WORK ORDER → Using the exact wording, repeat every line of the material.

MATERIAL SUPPLIED →
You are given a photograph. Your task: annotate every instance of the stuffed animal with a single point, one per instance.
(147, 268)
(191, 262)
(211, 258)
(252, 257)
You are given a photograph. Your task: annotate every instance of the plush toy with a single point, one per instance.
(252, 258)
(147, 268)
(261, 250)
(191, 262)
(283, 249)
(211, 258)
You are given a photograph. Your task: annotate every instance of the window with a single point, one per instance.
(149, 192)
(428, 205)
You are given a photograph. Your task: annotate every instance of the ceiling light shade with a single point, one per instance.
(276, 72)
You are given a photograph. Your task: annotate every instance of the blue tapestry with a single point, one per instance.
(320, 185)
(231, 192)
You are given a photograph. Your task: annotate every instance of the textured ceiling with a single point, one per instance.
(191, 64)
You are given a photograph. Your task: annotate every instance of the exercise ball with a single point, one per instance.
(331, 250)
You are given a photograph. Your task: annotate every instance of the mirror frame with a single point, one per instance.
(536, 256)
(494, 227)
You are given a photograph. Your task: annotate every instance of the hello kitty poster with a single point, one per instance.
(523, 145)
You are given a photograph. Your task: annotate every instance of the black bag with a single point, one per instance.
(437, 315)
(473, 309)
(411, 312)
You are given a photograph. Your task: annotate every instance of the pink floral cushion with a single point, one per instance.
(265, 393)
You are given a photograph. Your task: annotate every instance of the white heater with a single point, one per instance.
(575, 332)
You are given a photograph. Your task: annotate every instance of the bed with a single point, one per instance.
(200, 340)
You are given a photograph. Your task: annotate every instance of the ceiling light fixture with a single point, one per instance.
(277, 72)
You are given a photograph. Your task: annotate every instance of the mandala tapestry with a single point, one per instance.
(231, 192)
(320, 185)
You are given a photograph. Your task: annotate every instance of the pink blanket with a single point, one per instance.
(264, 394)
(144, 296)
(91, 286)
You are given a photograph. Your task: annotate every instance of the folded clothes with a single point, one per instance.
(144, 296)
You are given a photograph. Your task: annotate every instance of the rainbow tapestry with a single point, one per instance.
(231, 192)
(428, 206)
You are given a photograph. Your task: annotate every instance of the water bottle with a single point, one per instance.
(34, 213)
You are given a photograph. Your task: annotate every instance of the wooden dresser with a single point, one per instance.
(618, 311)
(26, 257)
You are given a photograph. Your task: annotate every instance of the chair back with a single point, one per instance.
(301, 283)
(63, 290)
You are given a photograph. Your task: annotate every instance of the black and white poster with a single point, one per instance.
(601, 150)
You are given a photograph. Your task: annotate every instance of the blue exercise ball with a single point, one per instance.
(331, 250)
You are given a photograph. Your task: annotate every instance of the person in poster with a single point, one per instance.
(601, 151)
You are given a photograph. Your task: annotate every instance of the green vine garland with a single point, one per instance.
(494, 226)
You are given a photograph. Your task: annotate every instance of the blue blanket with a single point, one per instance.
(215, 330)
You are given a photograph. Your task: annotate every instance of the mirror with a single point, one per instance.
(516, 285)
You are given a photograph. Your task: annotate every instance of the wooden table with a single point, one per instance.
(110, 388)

SOLUTION →
You are given a photograph. Your task: annotate every instance of the stuffed animal with a single point, one per instance.
(147, 268)
(191, 262)
(211, 258)
(252, 257)
You are given a photograph. Your task: annotate every instance of the plush toy with a single point, one per instance.
(252, 258)
(147, 268)
(261, 250)
(191, 262)
(283, 249)
(211, 258)
You are given a photograph. Your task: annotate every instance of the window with a single point, one per instance.
(149, 192)
(428, 205)
You are given a photograph. Your task: annotate every instance of the ceiling light shade with a single point, one per instance.
(276, 72)
You are given a photograph. Your task: annotate every instance of the blue tapestry with a single point, one per instance.
(320, 185)
(231, 192)
You are given a photograph. Your task: annotate every instance of the textured ceiling with a single point, one per instance.
(191, 64)
You are given a photograph. Your task: annotate every instance of the exercise ball with a single point, one per instance.
(331, 250)
You are given a photograph. Your task: annotate every instance of the mirror frame with a single point, one per instance.
(536, 256)
(494, 227)
You are given a photograph. Your task: annotate every instance of the hello kitty poster with a single point, one per instance.
(523, 145)
You are given a photograph. Your task: annotate every instance of the black bag with a single point, one per instance.
(437, 315)
(473, 309)
(411, 312)
You are given a photograph. Your task: annotate every instance of the pink floral cushion with a single point, one per instance.
(265, 393)
You are given a photograph. Your task: annotate every instance of the white heater with a single point, one per instance.
(575, 332)
You are given a photograph. Your task: annotate every instance of the bed with a single point, one per instance.
(200, 340)
You are given a photograph. Your task: annotate every instance of the ceiling light fixture with a single point, one per instance.
(277, 72)
You are given a photograph. Your task: annotate every instance of the mandala tapestry with a single point, one per instance.
(231, 192)
(320, 185)
You are given a photograph. Your task: annotate every instance of the pink blanket with a single point, one per instance.
(264, 394)
(144, 296)
(91, 286)
You are given a photograph. Your task: annotate every instance of the folded clothes with a single point, one per instance.
(144, 296)
You are given a photograph. Your task: annotate every instance of the rainbow tapestry with a single point, one per instance.
(231, 192)
(428, 206)
You are given a photograph. Your task: annotate every instance of the water bottle with a single point, one per instance.
(34, 213)
You are given a photograph. Your task: annotate every instance of the wooden dresser with a single point, one per instance.
(618, 311)
(26, 257)
You are given a photograph. Your task: annotate every instance of the chair back with a single point, one per instance.
(301, 283)
(63, 290)
You are given a photograph. Your task: annotate every instance of the black and white poster with a single point, one per instance.
(601, 150)
You are given a photograph. Your task: annotate every instance of the blue exercise ball with a single point, one per instance.
(331, 250)
You are given a photograph. Your task: annotate every instance of the person in poster with a single point, one per instance.
(601, 151)
You are given a photograph. Your task: annotate every instance of the green vine garland with a single point, one per instance.
(494, 226)
You are given a photograph. Your task: annotate every instance of the blue blanket with a single point, one per instance.
(215, 330)
You are given a photograph. Your task: annotate every instance of the mirror with a single point, one per instance.
(516, 285)
You are given a photograph. Your task: annotate every instance of the wooden table with a single point, one per instance.
(110, 388)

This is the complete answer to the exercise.